Ejercicio breve
Selecciona de las filas siguientes cada línea que contenga la palabra "roof" y cópiala.

■ ■ ■ ■ ■

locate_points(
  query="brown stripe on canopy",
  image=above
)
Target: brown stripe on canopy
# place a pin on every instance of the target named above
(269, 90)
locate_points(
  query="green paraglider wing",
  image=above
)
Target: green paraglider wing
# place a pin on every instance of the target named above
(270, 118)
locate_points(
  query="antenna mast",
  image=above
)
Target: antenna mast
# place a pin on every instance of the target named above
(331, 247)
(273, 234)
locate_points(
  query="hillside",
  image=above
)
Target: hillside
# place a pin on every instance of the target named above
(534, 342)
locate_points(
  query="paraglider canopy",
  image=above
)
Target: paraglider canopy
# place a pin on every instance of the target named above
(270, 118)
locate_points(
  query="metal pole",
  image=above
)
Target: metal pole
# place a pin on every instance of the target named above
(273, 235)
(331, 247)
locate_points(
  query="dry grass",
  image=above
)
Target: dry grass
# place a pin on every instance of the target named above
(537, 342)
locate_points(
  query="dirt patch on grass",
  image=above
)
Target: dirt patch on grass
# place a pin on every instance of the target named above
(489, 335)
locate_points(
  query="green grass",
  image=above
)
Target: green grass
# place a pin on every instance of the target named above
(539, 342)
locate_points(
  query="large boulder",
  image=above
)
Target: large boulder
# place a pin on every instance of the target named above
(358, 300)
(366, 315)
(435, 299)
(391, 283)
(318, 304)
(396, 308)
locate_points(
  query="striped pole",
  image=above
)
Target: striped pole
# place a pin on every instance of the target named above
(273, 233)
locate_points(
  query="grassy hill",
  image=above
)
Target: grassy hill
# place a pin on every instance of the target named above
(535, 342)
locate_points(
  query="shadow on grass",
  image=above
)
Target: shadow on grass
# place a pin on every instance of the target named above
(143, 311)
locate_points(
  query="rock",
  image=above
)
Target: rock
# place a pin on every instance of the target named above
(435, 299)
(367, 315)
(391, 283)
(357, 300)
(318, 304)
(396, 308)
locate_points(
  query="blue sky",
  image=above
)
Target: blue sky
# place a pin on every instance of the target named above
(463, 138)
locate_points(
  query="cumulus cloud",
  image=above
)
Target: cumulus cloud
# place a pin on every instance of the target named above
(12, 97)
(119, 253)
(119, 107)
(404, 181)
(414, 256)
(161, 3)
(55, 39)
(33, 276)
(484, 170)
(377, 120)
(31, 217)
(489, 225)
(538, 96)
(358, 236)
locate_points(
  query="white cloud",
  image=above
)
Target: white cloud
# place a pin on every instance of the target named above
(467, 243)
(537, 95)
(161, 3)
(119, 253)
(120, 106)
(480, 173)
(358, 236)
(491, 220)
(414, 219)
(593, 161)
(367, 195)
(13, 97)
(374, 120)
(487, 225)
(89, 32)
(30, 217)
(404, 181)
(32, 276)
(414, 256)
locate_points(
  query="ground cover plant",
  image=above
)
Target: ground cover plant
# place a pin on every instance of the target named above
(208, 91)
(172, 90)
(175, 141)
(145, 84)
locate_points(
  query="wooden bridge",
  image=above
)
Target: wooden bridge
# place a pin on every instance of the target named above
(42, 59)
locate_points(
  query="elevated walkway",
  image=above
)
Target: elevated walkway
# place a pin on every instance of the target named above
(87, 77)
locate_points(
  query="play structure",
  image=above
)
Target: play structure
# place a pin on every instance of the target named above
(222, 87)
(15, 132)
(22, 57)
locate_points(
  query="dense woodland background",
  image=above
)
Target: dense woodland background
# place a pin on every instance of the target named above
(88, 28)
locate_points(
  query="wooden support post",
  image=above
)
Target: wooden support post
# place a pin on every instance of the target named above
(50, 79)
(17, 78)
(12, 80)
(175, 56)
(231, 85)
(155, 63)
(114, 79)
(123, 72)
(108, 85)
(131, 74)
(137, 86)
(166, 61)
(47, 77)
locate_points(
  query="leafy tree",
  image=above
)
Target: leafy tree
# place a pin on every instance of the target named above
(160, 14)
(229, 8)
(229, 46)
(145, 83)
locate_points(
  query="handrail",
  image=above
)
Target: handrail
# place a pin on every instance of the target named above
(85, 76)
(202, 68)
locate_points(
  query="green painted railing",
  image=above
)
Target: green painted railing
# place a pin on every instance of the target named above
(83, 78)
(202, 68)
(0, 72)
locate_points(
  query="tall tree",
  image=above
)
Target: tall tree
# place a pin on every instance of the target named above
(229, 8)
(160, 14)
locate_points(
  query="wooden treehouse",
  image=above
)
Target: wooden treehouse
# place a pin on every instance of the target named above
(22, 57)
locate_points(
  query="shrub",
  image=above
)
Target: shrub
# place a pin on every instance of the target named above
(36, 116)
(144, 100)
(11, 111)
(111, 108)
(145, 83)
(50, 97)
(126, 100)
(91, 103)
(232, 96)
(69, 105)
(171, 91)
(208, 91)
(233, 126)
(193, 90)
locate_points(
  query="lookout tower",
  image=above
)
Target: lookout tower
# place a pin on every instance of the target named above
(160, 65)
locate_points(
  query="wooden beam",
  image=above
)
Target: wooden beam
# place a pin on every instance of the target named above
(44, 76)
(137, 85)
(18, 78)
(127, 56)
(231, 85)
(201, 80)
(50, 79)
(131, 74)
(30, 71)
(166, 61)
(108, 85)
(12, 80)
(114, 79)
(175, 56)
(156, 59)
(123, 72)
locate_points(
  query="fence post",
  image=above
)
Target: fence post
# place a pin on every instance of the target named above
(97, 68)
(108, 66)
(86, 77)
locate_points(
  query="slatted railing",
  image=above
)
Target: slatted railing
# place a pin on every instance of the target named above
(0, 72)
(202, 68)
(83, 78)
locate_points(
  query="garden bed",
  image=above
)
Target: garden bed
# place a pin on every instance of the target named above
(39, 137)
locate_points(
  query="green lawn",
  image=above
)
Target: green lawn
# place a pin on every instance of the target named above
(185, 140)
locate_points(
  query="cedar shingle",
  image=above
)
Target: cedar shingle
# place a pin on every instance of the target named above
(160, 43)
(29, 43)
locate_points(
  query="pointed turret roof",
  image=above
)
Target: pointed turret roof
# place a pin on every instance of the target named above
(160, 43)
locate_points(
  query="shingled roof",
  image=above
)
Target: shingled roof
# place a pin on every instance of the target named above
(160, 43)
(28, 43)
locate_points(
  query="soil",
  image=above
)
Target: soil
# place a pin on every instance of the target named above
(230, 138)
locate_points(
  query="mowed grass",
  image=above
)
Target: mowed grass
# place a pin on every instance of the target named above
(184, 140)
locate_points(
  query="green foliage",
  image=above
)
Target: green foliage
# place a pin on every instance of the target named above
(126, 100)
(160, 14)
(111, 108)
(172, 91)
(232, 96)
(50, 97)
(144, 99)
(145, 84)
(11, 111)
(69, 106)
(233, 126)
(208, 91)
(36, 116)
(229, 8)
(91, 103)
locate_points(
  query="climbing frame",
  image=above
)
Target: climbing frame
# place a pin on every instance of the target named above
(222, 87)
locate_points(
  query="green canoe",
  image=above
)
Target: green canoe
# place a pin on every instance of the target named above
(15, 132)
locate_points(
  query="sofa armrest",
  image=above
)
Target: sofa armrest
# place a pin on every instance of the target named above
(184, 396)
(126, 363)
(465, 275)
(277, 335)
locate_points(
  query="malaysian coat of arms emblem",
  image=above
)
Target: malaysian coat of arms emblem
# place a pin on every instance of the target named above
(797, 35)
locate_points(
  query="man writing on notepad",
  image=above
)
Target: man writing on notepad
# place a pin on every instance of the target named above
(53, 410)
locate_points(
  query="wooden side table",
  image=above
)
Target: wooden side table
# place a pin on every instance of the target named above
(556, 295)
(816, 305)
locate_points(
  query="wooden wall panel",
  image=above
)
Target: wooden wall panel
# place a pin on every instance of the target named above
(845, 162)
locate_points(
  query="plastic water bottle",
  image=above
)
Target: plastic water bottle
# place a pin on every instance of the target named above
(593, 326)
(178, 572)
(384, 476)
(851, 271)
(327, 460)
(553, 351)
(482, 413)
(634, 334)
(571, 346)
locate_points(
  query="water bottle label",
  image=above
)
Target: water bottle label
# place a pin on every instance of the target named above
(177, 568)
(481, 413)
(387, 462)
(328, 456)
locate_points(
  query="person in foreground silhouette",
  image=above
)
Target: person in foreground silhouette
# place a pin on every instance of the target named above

■ ■ ■ ■ ■

Respuesta
  query="pointed turret roof",
Target: pointed turret roof
  query="shingled roof",
Target: shingled roof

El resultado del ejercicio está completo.